Back to Projects

Diarization Demo

Started: February 07, 2025

Who said what. Solved.


The Problem

Transcription tells you what was said. Diarization tells you who said it. For meeting notes, interviews, and podcasts, knowing the speaker is essential.

What I Built

A demo exploring speaker diarization:

  • Upload audio with multiple speakers
  • AI identifies unique voices
  • Transcript labeled by speaker
  • Export formatted notes

Stack: Python, pyannote.audio, Whisper

Key Learnings

1. Diarization is hard

Speakers interrupting each other, similar voices, background noise — all create challenges. Accuracy drops in real-world conditions.

2. pyannote.audio is impressive

Open-source diarization that actually works. Not perfect, but far better than building from scratch.

3. Combined with transcription is powerful

Whisper for text + pyannote for speakers = structured meeting notes. The combination is more valuable than either alone.

4. Edge cases everywhere

One person quoting another person? Accents changing mid-sentence? Laughter? Real audio is messy.


Agent Quick Start

# Diarization Demo

Speaker identification + transcription.

## Pipeline
1. Audio input (any format)
2. Voice activity detection
3. Speaker embeddings
4. Clustering into speakers
5. Combine with Whisper transcript

## Stack
Python, pyannote.audio, Whisper

## Output
Speaker-labeled transcript with timestamps

## Links
- Repo: https://github.com/sergiopesch/diarization-demo

What to work on: In the diarization demo page's pipeline, which step comes right after voice activity detection? The records that follow come from a separate source and are unrelated to the diarization demo page.

Records supplied:
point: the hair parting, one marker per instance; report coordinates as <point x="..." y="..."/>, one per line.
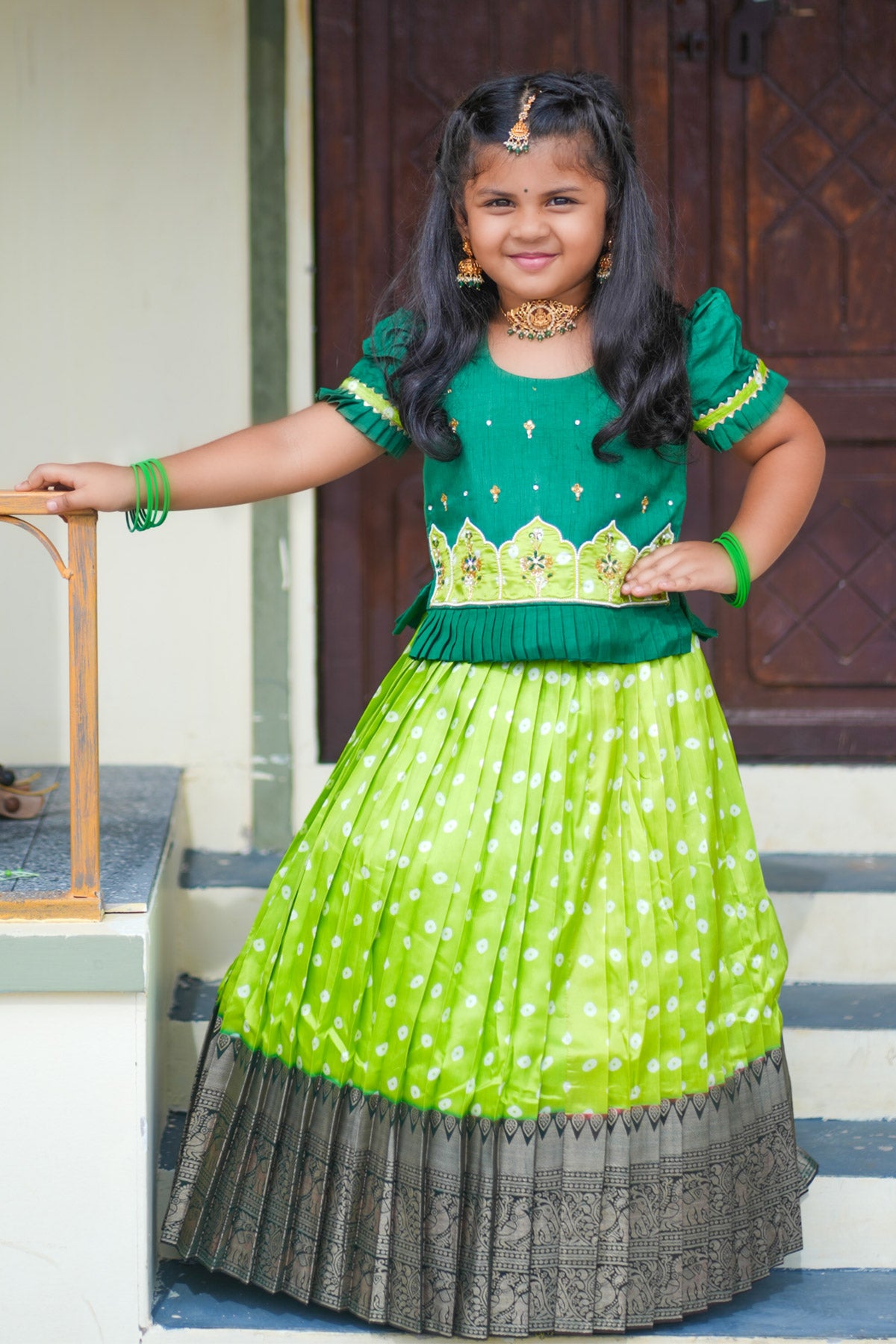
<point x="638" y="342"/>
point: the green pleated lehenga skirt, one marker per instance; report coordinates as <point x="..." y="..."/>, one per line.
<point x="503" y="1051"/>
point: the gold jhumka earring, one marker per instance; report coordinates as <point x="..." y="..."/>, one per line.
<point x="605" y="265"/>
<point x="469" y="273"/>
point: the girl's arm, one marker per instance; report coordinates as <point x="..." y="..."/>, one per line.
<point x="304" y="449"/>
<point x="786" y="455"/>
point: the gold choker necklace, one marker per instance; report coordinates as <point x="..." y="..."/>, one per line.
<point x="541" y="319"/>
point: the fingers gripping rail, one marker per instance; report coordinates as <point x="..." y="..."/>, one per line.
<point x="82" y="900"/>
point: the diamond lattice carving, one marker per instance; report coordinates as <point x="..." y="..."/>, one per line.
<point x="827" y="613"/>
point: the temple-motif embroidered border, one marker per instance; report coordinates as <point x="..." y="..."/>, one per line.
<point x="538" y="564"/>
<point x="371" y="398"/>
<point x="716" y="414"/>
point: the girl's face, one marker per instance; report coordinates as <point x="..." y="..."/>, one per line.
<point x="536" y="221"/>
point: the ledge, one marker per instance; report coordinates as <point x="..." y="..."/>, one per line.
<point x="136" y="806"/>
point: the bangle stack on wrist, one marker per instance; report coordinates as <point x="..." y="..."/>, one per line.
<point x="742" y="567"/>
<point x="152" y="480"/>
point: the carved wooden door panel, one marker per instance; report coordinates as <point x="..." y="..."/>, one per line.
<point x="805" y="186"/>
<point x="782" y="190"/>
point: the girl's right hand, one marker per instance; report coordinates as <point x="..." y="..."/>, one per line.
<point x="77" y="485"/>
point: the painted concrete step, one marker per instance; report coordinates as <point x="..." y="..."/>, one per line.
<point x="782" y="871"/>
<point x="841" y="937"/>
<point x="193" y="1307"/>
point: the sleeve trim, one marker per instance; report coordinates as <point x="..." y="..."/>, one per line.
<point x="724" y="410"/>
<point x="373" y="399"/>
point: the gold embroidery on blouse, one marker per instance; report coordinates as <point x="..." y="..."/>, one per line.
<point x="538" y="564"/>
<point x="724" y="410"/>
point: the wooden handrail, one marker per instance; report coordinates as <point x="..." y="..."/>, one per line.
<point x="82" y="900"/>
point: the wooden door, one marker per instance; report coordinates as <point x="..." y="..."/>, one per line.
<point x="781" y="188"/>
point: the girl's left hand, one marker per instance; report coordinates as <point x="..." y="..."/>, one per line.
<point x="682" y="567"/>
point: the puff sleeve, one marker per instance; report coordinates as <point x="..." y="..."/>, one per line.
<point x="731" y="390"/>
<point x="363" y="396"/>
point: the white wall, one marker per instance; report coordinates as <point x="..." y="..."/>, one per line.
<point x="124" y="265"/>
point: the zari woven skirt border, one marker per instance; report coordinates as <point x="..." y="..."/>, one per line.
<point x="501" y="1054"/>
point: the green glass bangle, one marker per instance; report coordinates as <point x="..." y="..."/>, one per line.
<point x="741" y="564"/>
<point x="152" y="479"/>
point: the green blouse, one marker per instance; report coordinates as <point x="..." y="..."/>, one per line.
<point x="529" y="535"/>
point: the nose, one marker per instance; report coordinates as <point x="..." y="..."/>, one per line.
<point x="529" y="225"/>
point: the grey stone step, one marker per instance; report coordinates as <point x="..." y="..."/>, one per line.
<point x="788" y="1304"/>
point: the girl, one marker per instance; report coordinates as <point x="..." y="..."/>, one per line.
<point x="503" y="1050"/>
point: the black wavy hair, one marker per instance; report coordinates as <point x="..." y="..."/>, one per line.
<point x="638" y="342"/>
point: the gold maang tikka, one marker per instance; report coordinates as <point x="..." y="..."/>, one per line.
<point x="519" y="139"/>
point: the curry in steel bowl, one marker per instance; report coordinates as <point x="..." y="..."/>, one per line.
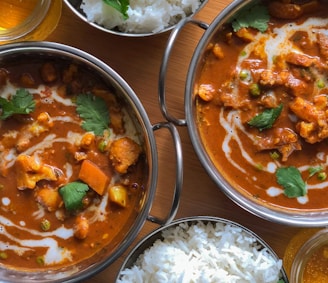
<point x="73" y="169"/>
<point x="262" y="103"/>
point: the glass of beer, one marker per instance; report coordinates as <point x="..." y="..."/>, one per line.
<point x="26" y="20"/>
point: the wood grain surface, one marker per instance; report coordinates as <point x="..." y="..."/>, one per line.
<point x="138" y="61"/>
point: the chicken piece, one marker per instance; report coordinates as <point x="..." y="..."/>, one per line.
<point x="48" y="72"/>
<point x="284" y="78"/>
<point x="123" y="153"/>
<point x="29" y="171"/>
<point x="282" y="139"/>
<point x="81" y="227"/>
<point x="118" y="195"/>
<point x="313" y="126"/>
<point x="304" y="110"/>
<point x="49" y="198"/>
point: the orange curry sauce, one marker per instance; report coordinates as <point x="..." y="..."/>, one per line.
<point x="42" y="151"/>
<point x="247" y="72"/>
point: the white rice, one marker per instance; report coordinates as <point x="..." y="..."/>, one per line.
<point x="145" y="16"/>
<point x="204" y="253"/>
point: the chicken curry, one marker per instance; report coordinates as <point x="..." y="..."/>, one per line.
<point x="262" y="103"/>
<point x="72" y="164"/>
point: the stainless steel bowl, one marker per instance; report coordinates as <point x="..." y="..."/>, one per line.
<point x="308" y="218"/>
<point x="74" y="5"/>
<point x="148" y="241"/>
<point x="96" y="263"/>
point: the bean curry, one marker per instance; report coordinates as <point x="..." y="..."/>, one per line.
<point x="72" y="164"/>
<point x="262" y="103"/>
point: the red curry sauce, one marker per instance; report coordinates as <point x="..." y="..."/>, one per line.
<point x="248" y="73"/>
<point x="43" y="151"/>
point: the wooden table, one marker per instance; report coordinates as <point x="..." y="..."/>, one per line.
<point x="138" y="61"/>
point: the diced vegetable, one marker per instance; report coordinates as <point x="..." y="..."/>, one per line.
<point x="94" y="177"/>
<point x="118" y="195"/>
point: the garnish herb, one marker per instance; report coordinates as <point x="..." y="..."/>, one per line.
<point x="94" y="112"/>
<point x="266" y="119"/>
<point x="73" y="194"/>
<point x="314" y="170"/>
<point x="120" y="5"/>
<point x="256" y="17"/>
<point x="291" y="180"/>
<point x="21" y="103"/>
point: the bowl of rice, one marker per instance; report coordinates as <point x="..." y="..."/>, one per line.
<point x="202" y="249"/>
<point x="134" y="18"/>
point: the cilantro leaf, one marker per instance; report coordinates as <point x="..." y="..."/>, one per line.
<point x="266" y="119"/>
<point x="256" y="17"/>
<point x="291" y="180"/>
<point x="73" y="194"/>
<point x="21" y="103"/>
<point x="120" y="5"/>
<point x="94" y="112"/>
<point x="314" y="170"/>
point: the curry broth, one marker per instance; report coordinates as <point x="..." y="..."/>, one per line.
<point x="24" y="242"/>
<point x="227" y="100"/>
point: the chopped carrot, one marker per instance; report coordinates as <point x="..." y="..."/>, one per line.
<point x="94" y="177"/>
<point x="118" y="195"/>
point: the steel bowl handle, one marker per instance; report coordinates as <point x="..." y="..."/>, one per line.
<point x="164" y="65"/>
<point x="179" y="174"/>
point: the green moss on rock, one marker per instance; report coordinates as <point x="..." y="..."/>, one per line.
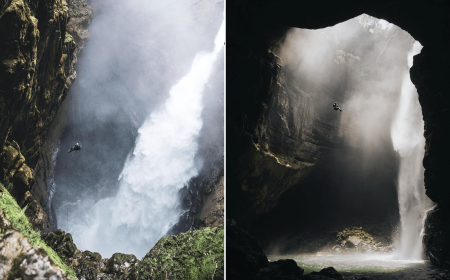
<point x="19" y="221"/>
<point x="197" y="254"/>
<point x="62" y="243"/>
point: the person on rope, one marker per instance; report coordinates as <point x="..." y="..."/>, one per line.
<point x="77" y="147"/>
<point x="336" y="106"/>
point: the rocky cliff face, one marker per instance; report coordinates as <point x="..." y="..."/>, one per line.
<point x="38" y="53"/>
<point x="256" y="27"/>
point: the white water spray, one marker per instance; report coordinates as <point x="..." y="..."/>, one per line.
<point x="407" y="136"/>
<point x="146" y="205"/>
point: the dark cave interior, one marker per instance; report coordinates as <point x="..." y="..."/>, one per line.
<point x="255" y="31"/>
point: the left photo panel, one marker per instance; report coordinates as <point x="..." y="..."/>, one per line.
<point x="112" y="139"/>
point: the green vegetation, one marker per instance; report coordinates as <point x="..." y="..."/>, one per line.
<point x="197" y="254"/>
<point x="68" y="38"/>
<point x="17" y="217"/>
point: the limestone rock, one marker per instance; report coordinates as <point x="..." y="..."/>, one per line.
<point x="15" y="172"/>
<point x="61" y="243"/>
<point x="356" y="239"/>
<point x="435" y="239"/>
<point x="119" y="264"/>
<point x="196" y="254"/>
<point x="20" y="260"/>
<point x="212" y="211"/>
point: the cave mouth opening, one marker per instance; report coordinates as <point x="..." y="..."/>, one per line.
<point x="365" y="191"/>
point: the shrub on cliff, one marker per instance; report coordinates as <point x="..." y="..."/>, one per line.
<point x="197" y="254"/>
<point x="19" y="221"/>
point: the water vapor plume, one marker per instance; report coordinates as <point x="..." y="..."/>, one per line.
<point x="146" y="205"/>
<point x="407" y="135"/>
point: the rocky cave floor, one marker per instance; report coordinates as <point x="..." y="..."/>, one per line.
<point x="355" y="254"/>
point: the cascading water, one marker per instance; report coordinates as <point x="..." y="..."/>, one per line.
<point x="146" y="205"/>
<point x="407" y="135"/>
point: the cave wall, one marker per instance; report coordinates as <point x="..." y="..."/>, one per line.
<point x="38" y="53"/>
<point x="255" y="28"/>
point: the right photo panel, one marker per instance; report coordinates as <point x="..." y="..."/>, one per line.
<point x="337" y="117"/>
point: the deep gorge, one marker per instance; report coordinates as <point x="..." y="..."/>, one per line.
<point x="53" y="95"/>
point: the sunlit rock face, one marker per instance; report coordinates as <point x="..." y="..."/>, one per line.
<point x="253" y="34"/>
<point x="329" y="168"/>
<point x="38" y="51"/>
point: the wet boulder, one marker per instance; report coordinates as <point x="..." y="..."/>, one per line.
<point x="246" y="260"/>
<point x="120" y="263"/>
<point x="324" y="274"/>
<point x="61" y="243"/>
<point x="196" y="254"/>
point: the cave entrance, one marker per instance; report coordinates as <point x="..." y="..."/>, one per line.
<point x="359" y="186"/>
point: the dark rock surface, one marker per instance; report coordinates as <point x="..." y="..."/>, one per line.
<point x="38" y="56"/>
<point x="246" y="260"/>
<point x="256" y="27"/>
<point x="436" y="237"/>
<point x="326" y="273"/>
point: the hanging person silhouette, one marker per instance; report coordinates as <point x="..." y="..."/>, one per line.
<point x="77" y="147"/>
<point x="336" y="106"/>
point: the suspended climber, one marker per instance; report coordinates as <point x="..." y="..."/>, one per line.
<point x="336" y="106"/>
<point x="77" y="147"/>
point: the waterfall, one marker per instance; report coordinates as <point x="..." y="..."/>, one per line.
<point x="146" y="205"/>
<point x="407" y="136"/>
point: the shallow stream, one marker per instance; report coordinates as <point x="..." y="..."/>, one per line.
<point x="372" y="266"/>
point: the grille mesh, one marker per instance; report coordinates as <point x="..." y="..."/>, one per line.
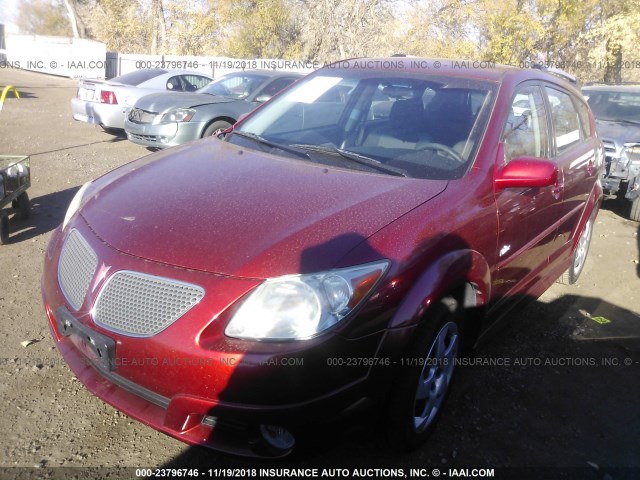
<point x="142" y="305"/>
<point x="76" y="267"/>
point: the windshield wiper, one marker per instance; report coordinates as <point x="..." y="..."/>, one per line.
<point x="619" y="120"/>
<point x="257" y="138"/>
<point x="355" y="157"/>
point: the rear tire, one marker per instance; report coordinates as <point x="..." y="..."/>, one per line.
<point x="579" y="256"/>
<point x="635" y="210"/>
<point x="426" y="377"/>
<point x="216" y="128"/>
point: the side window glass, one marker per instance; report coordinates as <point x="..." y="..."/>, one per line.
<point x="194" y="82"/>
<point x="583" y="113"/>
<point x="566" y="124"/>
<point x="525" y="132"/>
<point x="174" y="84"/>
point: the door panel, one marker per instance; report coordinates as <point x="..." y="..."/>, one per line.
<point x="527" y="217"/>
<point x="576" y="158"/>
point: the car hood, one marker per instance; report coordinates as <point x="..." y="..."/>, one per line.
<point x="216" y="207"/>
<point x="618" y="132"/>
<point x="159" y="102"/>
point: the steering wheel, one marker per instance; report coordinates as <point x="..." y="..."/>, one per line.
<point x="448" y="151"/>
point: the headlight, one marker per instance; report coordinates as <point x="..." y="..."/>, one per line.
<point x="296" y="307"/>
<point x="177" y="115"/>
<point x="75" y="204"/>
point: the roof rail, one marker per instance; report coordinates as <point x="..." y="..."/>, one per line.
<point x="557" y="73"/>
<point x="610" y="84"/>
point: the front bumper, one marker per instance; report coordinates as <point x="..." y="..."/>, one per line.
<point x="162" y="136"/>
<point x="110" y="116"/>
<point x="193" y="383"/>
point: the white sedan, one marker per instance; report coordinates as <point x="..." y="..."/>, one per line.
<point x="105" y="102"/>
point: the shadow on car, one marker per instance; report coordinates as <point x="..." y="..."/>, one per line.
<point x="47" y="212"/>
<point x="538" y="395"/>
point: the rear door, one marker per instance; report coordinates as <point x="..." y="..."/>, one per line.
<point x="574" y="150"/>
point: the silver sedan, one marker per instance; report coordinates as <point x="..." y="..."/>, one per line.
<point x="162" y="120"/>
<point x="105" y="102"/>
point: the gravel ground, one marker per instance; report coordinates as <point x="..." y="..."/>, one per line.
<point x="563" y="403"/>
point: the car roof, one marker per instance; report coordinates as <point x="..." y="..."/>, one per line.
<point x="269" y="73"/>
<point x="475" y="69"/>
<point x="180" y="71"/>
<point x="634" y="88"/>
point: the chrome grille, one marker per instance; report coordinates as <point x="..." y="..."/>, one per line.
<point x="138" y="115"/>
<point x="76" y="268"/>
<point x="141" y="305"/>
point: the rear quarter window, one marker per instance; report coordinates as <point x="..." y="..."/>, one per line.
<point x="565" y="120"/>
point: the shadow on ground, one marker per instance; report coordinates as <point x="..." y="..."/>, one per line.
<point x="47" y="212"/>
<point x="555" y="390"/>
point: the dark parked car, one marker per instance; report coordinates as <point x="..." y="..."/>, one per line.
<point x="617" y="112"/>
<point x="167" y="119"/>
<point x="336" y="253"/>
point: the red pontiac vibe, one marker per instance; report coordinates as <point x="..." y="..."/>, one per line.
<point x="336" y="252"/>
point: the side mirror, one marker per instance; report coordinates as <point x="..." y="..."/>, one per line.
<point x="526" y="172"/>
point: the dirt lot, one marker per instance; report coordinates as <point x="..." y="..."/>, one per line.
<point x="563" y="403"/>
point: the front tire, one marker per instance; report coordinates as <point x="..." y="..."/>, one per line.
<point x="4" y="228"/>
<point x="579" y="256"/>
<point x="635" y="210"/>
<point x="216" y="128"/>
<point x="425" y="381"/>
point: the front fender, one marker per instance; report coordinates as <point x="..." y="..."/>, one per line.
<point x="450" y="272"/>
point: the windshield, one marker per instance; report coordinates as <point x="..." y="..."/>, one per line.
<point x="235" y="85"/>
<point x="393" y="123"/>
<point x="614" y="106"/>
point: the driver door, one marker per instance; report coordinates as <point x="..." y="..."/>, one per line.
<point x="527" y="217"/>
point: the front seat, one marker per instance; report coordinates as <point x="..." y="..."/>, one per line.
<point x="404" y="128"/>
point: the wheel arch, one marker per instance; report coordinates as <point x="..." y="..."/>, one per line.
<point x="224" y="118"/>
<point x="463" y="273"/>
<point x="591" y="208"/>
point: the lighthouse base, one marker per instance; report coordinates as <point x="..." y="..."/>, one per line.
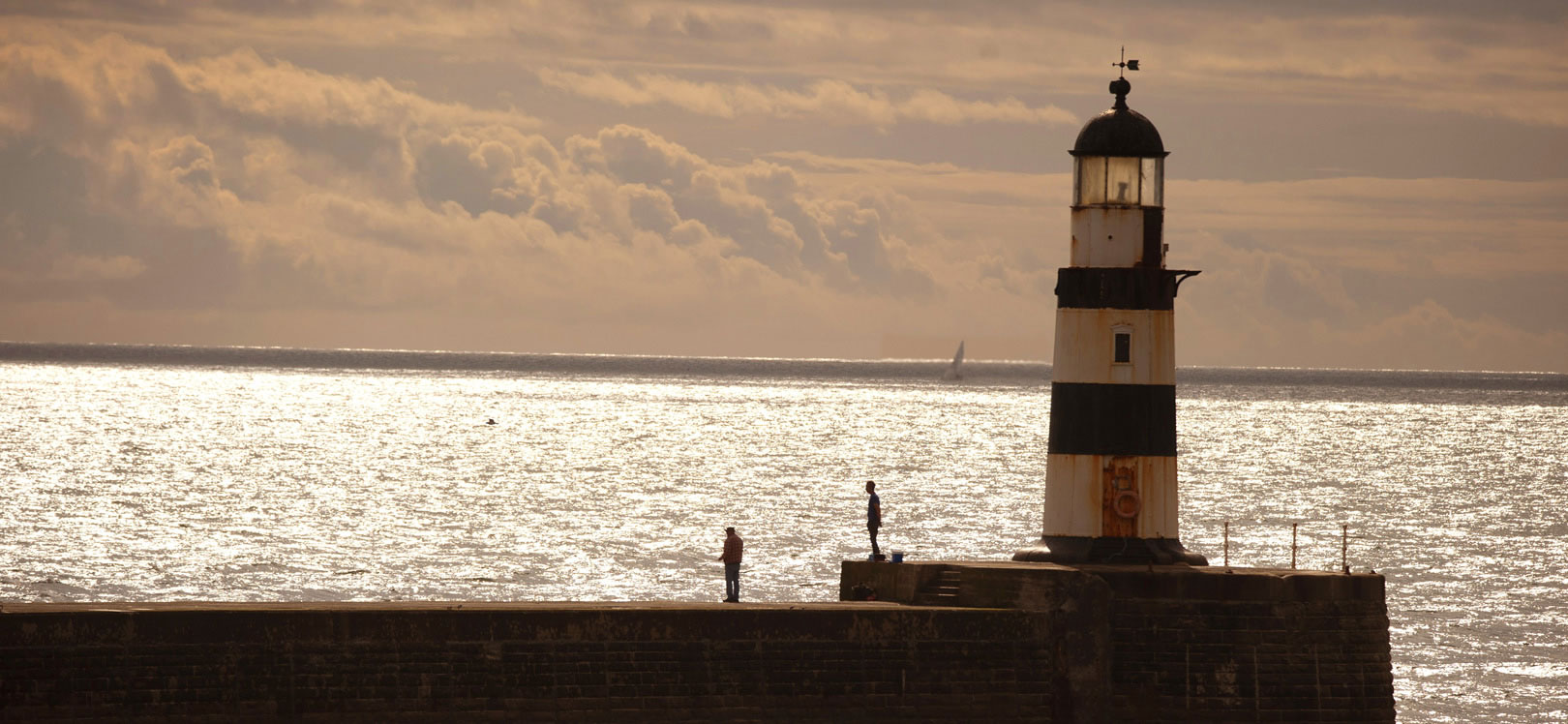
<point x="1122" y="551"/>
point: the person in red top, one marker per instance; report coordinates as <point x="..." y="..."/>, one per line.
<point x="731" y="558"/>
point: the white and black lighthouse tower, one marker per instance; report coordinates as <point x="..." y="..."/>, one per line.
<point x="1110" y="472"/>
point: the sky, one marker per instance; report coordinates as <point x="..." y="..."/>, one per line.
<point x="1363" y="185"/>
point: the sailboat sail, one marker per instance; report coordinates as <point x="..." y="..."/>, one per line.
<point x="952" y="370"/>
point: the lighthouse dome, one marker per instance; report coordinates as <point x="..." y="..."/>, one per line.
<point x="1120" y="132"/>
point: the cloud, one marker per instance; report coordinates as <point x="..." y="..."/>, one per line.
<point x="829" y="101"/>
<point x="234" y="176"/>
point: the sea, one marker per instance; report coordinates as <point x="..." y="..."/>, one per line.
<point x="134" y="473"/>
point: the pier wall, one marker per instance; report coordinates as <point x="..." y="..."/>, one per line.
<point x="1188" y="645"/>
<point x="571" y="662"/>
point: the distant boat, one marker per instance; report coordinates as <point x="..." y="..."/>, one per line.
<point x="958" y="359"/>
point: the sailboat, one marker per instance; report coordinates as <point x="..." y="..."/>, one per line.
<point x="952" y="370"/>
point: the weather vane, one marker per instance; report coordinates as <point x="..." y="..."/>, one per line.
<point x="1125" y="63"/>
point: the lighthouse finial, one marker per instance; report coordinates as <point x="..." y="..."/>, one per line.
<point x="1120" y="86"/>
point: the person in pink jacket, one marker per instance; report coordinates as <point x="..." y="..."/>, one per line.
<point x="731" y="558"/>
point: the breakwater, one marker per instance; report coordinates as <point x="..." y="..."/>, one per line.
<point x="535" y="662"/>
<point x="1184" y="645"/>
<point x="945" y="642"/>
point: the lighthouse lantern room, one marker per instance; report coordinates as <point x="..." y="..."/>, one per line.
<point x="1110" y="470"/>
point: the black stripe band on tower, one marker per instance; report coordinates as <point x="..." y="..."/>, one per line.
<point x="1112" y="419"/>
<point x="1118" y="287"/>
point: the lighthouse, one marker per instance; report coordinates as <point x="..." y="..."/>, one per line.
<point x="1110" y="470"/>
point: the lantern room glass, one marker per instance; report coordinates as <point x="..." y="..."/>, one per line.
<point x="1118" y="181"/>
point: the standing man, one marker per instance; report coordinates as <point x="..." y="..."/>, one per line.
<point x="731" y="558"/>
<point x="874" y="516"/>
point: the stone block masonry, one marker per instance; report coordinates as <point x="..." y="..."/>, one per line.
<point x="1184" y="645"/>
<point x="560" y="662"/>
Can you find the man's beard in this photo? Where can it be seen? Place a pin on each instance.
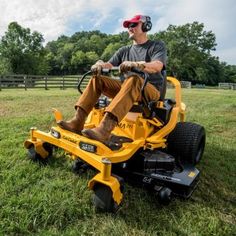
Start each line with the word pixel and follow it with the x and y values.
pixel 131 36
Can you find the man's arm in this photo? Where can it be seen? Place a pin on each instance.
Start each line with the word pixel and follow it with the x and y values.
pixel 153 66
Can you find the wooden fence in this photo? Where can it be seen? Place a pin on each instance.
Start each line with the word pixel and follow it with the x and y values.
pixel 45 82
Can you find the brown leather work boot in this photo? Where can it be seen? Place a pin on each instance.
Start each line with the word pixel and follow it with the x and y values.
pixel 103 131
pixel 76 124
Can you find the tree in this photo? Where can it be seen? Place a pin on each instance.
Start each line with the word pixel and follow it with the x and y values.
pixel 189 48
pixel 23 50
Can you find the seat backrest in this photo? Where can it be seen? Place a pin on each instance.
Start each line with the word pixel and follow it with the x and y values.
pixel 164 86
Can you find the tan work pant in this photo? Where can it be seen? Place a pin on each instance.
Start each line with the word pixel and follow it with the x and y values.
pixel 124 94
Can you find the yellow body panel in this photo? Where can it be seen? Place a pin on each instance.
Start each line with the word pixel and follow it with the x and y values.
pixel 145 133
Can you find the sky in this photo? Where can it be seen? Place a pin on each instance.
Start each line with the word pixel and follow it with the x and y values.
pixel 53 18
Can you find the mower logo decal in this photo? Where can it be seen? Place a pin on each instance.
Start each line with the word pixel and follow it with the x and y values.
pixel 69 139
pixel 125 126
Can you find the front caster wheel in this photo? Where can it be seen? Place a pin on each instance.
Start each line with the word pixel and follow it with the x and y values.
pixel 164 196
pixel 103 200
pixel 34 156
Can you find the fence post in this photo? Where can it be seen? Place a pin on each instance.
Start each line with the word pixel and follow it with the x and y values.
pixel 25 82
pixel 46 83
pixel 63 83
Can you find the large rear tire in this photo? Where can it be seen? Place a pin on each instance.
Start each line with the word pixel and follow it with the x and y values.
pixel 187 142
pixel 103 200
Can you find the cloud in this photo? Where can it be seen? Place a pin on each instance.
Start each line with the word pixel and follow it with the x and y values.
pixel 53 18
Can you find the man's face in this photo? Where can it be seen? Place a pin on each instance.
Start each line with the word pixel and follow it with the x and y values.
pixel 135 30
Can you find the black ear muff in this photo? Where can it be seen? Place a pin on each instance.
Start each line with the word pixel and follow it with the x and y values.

The result: Speaker embeddings.